>> BEGIN

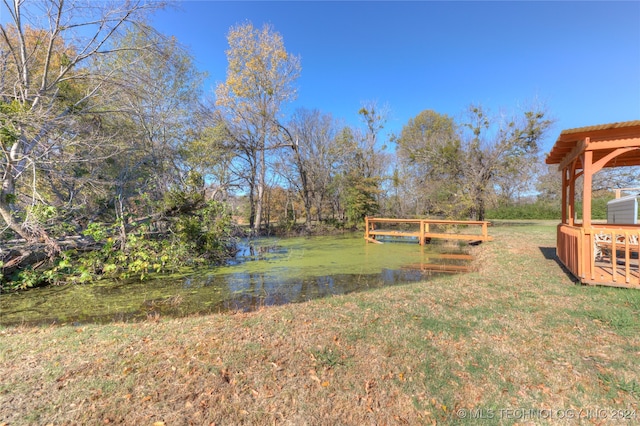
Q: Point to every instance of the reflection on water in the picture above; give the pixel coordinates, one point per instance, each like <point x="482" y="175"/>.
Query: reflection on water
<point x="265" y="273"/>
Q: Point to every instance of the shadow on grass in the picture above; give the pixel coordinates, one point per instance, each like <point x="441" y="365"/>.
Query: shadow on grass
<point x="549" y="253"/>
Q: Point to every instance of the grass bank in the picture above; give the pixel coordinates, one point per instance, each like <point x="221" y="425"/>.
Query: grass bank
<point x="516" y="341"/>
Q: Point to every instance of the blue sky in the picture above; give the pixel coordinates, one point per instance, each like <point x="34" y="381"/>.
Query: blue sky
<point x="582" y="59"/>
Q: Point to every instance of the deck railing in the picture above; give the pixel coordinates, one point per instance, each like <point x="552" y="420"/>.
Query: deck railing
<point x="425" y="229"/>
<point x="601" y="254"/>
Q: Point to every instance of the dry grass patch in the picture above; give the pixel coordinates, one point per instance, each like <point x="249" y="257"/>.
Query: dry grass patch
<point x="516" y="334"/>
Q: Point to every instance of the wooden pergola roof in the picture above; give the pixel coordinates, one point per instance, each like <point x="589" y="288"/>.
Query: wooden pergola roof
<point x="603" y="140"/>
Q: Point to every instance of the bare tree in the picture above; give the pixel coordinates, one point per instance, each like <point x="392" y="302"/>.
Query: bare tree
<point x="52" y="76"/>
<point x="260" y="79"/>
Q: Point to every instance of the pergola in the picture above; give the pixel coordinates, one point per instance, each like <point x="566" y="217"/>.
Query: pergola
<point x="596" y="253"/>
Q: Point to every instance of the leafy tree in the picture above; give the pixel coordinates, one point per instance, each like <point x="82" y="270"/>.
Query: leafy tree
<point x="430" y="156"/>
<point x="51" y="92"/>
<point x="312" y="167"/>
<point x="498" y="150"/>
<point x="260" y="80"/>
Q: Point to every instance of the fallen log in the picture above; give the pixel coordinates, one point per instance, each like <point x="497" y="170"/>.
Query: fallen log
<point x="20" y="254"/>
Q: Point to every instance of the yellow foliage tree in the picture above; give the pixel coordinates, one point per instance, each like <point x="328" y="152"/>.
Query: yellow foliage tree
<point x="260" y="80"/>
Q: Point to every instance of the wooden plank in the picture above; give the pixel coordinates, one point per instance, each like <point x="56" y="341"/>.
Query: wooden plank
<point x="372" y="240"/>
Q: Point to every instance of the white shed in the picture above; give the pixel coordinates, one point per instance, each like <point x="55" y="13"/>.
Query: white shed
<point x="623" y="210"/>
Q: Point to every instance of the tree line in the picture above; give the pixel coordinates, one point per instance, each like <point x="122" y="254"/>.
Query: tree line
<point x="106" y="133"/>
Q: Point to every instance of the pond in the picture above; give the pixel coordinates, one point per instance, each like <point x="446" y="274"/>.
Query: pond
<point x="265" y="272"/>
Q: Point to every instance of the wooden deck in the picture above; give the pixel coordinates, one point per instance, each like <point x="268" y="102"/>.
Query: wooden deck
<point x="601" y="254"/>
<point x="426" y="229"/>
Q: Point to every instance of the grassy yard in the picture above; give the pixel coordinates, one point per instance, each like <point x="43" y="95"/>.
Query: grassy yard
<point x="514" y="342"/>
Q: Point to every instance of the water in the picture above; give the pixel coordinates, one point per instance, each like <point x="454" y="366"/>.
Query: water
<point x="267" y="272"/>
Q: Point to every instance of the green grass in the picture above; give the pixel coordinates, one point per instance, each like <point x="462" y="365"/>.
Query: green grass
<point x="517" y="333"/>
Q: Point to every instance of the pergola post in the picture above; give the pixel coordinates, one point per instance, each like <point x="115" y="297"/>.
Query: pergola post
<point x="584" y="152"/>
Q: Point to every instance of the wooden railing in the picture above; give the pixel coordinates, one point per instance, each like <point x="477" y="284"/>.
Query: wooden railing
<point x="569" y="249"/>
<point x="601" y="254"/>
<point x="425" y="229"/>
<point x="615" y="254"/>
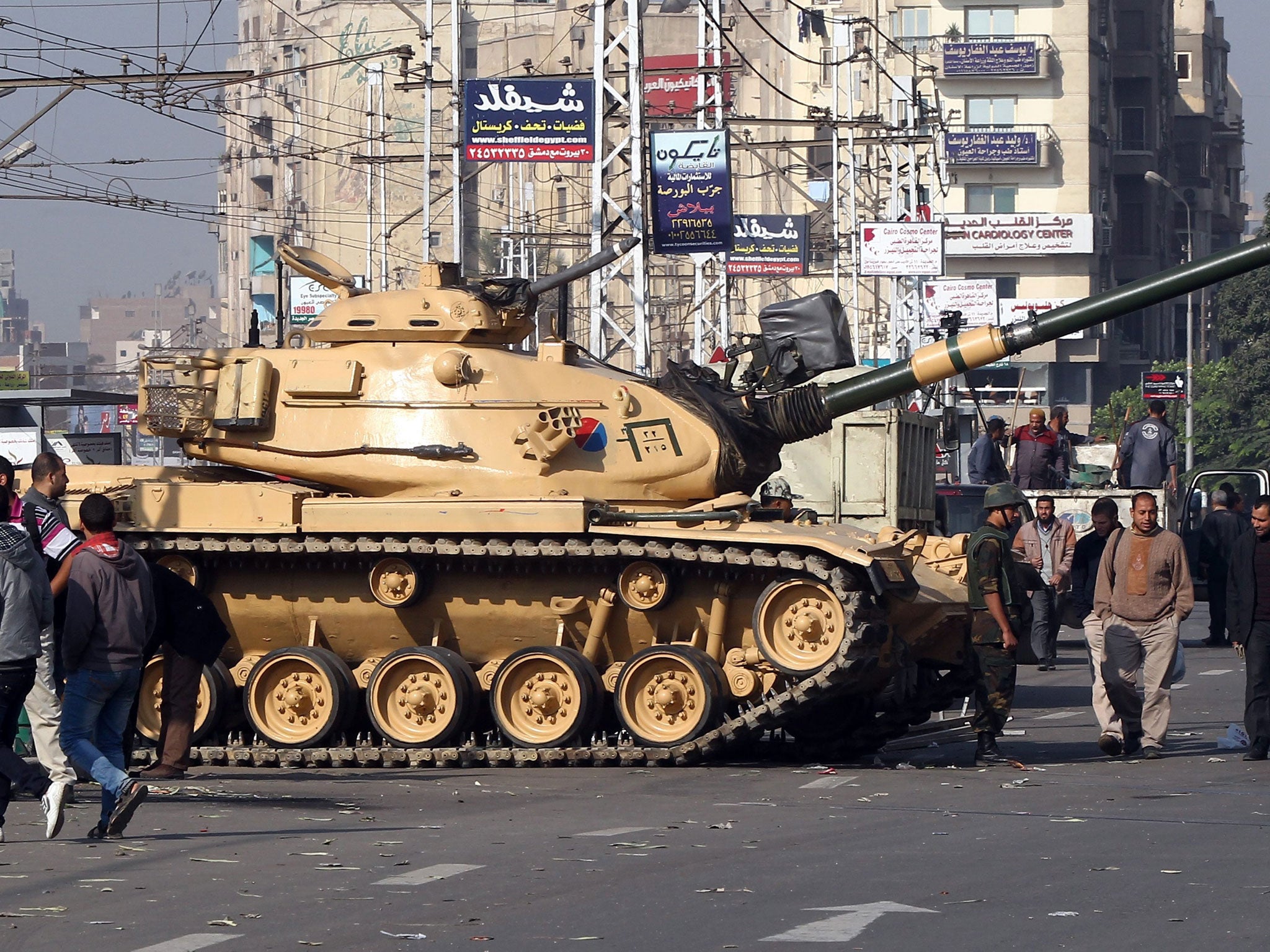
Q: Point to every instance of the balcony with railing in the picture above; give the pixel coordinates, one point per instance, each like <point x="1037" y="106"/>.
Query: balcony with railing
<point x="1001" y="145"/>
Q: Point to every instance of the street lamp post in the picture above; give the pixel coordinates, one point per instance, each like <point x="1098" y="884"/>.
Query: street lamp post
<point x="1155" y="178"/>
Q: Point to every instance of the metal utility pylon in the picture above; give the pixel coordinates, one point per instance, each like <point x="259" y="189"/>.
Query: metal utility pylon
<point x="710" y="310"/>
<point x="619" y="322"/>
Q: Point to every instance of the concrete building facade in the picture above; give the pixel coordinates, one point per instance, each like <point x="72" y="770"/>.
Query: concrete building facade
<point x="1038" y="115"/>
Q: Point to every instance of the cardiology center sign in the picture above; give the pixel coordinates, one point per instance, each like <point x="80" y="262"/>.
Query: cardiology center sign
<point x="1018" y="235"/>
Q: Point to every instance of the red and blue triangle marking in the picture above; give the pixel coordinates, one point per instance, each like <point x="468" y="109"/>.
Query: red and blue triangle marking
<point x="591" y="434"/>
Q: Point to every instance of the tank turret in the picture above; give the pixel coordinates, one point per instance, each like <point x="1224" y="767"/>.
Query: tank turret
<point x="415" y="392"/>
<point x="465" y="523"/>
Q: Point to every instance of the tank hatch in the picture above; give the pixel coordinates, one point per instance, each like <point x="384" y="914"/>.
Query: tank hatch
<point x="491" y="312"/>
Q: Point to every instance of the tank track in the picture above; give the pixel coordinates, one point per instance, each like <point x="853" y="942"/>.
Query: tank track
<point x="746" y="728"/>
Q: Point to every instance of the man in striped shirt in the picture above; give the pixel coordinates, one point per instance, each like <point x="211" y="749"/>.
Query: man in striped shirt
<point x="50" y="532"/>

>> END

*Task goal*. Copy the stretch of the records above from the line containing "Q: Point to every instance of the tank turret" through the end of the records, word for word.

*Exercise answer*.
Q: Point to every instance of the tank turret in the picture above; give the pixel coordinates, one point per instance, each like <point x="1224" y="767"/>.
Query: tank turret
<point x="415" y="392"/>
<point x="465" y="523"/>
Q: Point to every instance of the tank hatch in the picture above; give the pixel coordinates, one point per instance, each like <point x="384" y="914"/>.
Query: tank hatch
<point x="491" y="312"/>
Q: Point to every instance of the tank track in the picture above; give the pixel coordinates, one point per instance, each like <point x="853" y="942"/>.
Query: tank track
<point x="746" y="728"/>
Q: Point to every instance of the man in striped shirt in the picture above; give the pixel coordinates, one point per instance, each like <point x="211" y="749"/>.
Query: man in striped shirt
<point x="50" y="532"/>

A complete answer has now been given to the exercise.